- _Goal of the exercise_
Copy the records word for word, starting at the line that contains "roi: license plate" and ending at the last line of the records, with both ends included.

-- BEGIN --

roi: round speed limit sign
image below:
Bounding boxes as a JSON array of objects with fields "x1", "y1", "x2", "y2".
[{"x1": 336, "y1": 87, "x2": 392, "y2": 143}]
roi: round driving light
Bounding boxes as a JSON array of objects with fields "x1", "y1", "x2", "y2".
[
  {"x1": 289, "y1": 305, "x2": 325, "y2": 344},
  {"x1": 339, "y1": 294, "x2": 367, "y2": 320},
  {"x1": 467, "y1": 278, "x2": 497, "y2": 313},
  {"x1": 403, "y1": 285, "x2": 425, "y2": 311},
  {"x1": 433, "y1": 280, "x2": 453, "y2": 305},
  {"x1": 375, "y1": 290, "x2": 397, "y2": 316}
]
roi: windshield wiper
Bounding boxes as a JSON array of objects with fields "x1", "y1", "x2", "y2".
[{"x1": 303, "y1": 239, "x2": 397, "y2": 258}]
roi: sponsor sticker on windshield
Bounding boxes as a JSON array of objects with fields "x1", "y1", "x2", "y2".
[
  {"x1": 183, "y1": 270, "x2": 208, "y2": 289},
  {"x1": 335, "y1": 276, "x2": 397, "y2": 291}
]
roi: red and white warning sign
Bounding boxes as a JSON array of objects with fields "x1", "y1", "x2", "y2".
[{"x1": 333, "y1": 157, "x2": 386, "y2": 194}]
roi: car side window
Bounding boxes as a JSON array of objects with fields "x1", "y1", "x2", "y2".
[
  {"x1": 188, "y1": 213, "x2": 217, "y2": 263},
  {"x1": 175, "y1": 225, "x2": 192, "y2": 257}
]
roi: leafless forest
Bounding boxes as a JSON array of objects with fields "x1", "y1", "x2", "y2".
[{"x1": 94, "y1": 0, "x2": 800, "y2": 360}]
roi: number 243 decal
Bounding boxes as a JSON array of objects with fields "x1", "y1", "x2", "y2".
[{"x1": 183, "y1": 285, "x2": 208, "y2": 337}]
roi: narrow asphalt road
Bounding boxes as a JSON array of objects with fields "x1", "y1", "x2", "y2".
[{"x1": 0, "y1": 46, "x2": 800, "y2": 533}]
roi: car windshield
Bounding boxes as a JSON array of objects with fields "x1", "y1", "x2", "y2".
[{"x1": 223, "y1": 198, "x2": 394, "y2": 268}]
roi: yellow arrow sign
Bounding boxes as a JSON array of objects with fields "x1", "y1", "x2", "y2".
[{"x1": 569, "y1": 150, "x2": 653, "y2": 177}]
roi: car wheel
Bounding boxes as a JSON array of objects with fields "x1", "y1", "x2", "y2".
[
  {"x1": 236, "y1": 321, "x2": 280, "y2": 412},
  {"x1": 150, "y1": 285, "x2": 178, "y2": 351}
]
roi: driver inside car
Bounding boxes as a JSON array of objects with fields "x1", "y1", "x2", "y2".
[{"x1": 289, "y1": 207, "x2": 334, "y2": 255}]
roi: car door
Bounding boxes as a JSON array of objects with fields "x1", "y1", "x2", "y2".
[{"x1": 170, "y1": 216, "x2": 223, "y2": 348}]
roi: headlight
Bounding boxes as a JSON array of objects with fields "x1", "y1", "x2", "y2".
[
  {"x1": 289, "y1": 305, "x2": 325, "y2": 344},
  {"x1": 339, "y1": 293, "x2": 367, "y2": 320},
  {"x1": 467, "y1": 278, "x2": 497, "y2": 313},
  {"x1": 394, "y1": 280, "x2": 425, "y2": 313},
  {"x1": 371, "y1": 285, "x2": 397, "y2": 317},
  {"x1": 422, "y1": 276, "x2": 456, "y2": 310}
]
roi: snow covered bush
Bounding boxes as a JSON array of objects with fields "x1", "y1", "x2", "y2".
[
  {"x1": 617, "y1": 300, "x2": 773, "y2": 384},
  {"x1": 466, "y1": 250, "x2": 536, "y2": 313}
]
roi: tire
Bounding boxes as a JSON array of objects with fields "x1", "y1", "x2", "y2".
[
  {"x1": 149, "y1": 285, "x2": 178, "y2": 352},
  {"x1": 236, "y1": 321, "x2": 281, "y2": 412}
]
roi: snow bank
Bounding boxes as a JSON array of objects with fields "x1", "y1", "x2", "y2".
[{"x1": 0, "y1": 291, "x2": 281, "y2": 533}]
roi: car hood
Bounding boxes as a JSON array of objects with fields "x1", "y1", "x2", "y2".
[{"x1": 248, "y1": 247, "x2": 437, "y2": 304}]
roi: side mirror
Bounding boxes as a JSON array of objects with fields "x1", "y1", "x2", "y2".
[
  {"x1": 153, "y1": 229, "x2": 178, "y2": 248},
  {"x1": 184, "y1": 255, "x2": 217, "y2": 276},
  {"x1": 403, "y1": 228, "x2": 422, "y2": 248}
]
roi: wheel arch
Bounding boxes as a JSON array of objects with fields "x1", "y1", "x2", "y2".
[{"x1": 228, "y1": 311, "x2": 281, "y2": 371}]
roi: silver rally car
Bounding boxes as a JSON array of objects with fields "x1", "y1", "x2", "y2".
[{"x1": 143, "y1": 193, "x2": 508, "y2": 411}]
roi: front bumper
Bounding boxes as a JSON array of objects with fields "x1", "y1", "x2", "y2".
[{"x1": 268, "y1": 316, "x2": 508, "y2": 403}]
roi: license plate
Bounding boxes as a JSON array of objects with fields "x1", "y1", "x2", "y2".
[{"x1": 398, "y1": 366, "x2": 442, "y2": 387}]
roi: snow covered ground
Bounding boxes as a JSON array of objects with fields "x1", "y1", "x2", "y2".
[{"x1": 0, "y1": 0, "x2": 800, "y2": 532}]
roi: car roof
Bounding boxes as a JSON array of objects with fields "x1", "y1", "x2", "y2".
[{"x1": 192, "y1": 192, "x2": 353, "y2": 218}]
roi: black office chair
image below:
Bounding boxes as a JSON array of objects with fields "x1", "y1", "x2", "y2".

-- END --

- _Solution to the problem_
roi: license plate
Bounding boxes as a JSON array of objects with fields "x1", "y1", "x2", "y2".
[{"x1": 398, "y1": 366, "x2": 442, "y2": 387}]
roi: snow covered ground
Bounding boxes as a JSON array of objects with fields "x1", "y1", "x2", "y2".
[{"x1": 0, "y1": 0, "x2": 800, "y2": 532}]
roi: car roof
Bounding boxes as a JSON array of objects with fields "x1", "y1", "x2", "y2".
[{"x1": 192, "y1": 192, "x2": 353, "y2": 218}]
roi: black office chair
image below:
Bounding boxes as a JSON array of objects with fields "x1", "y1", "x2", "y2".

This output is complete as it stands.